>> begin

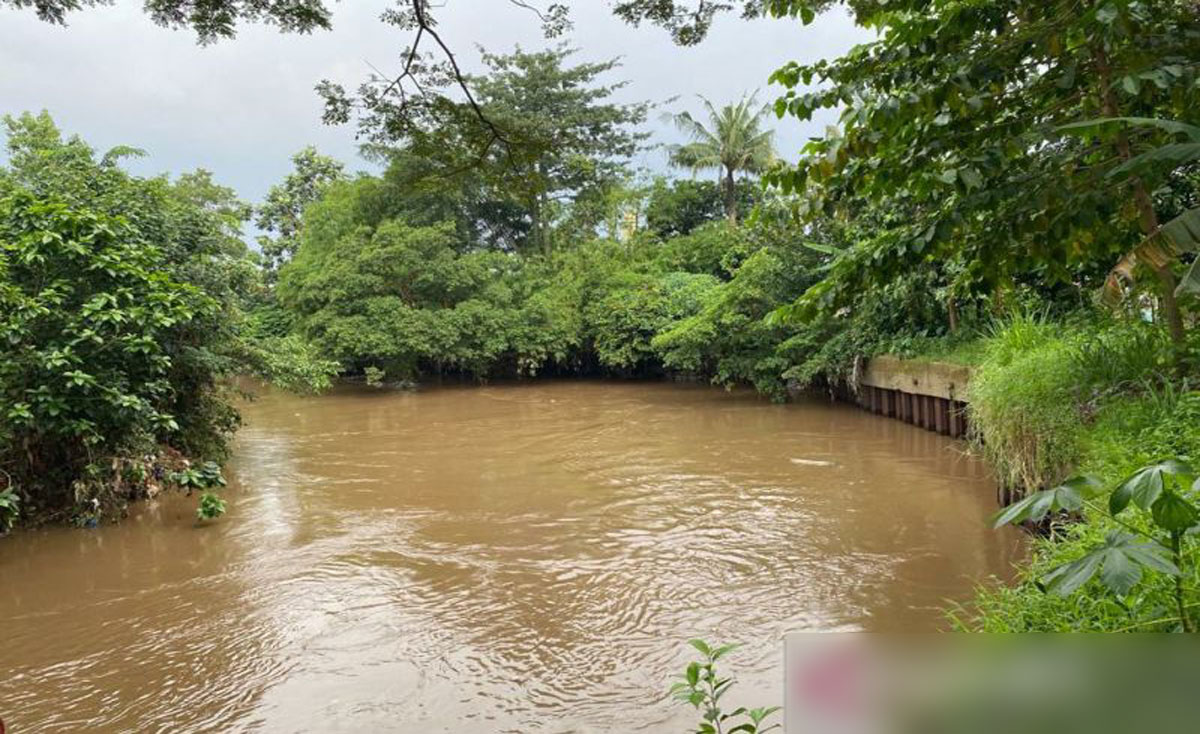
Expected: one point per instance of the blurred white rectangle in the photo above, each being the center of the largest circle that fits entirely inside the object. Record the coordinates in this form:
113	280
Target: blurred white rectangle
957	684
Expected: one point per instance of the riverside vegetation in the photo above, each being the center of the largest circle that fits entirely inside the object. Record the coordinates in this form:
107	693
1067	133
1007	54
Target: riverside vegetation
1011	184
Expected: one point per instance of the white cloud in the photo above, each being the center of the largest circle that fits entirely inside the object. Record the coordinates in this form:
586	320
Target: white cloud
241	107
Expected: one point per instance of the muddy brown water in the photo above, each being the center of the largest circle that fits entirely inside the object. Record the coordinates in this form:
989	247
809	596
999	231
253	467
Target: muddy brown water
526	558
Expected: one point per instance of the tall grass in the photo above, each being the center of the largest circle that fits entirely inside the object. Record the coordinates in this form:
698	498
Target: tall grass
1025	420
1098	396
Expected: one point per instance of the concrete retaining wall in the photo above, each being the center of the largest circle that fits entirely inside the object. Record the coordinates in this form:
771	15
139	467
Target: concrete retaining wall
929	395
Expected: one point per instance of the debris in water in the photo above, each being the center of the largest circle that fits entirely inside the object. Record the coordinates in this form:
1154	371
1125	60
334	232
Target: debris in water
811	463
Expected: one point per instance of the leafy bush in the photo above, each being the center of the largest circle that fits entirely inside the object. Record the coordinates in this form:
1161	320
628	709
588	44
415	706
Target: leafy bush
121	304
1128	415
90	323
703	687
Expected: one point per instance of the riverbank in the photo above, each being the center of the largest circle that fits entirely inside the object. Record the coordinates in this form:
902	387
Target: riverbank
1097	397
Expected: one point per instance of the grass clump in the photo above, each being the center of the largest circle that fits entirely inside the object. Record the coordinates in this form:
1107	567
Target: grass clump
1098	397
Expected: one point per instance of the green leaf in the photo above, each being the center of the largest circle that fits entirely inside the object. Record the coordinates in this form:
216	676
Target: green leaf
1120	563
1067	578
1067	497
1174	513
1092	127
971	178
1146	485
1167	156
1191	282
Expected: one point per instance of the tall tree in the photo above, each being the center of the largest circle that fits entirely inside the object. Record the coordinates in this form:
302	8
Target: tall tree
282	214
565	143
211	19
733	142
953	116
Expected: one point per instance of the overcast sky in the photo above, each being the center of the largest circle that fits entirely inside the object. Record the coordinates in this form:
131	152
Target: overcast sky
240	108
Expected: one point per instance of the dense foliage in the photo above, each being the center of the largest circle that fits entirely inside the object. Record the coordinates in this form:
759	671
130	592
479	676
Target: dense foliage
991	158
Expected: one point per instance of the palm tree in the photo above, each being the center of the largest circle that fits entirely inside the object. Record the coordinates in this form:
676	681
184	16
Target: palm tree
733	142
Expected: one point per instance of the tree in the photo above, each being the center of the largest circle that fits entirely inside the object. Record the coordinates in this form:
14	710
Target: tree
121	314
211	19
565	143
677	208
953	120
282	212
733	142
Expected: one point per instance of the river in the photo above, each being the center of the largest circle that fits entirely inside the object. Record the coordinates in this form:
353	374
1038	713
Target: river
511	558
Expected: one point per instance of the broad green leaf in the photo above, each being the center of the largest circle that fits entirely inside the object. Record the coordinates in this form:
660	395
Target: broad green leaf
1183	232
1067	497
1168	156
1191	282
1067	578
1091	127
1119	561
1174	513
1146	485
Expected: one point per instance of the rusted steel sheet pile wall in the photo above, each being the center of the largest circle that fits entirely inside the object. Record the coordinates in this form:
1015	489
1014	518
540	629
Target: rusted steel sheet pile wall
929	395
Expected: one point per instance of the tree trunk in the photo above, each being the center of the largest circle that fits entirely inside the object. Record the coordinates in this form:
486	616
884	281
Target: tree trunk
1146	214
731	197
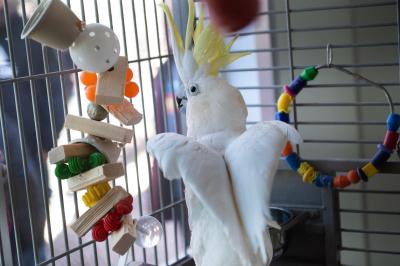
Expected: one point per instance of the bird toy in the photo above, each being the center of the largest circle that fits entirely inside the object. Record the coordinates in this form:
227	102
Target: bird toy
306	170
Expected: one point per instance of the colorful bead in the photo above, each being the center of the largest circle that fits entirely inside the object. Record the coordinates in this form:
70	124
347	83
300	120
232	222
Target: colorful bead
99	234
282	116
62	171
381	156
284	102
304	166
341	181
309	73
323	181
293	161
390	141
393	122
78	165
288	91
310	175
370	170
362	175
287	150
96	159
297	85
353	177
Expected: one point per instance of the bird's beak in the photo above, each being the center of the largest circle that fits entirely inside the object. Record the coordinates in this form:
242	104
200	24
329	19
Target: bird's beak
181	102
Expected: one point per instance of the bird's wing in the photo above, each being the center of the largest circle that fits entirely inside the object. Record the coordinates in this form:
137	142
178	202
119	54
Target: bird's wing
204	171
252	161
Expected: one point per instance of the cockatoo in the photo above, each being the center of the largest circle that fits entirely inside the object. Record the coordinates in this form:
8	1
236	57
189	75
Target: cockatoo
227	170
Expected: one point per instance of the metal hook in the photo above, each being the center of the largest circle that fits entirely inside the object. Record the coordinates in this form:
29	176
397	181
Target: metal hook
329	55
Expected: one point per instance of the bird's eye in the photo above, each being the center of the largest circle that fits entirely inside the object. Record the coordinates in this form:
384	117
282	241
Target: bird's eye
194	90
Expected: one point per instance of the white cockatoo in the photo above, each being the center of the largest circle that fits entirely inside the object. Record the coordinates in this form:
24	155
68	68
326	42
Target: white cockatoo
227	170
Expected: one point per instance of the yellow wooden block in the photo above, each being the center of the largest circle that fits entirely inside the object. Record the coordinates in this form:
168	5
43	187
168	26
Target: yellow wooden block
283	102
304	166
310	175
370	170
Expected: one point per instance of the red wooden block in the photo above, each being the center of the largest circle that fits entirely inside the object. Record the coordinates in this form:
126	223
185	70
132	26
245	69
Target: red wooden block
390	140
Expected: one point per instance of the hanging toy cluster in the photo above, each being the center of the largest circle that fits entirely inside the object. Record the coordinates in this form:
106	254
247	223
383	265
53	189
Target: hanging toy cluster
305	169
90	163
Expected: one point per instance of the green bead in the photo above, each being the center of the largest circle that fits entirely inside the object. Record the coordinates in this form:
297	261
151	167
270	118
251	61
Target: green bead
62	171
96	159
309	73
78	165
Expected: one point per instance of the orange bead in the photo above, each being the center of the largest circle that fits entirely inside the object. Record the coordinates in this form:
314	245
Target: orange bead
131	89
88	78
91	93
288	150
341	181
129	75
353	177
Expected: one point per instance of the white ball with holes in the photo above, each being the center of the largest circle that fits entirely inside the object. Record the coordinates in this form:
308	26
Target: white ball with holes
96	49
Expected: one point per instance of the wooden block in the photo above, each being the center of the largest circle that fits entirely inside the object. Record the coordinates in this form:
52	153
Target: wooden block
98	129
99	174
123	239
111	84
105	146
85	222
124	112
62	153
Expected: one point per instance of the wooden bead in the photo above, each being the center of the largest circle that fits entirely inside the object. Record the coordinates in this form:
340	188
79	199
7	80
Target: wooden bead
341	181
284	102
362	175
370	170
390	141
393	122
88	78
281	116
304	166
288	91
353	177
297	85
381	156
96	112
287	150
293	161
310	175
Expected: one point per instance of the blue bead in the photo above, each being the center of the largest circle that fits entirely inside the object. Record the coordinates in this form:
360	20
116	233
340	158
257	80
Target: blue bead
362	175
324	181
293	161
393	122
282	116
297	85
381	156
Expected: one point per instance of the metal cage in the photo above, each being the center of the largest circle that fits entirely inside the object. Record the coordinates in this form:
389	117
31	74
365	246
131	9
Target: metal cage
341	120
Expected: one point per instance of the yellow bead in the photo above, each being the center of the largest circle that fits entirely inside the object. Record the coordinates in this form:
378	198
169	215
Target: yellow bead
310	175
284	102
370	170
304	166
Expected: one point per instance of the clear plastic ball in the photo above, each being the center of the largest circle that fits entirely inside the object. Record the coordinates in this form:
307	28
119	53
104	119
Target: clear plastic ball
149	232
96	49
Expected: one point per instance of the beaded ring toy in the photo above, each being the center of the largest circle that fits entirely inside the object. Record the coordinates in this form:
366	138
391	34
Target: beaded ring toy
308	172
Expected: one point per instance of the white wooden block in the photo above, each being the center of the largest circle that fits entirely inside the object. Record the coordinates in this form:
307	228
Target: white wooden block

>> end

* **PROBLEM DETAILS**
Rewrite the items starting at the line that contains "Expected: one point per instance of the beaded" and ending at the last line of the items, replacing "wooden" with "painted". Leave everything else unchanged.

* **SOLUTION**
Expected: one point per instance of the beaded ring toy in the photo above, each being the center of the largest circle that fits entirely inside the object. Record the coordinates in this form:
366	138
391	34
Target: beaded ring toy
308	172
Expected: one point per instance of the white painted block in the photo above, each being the center of the largest circle that fits entirely inside the object. Record the coordinates in this form:
307	228
Target: white painted block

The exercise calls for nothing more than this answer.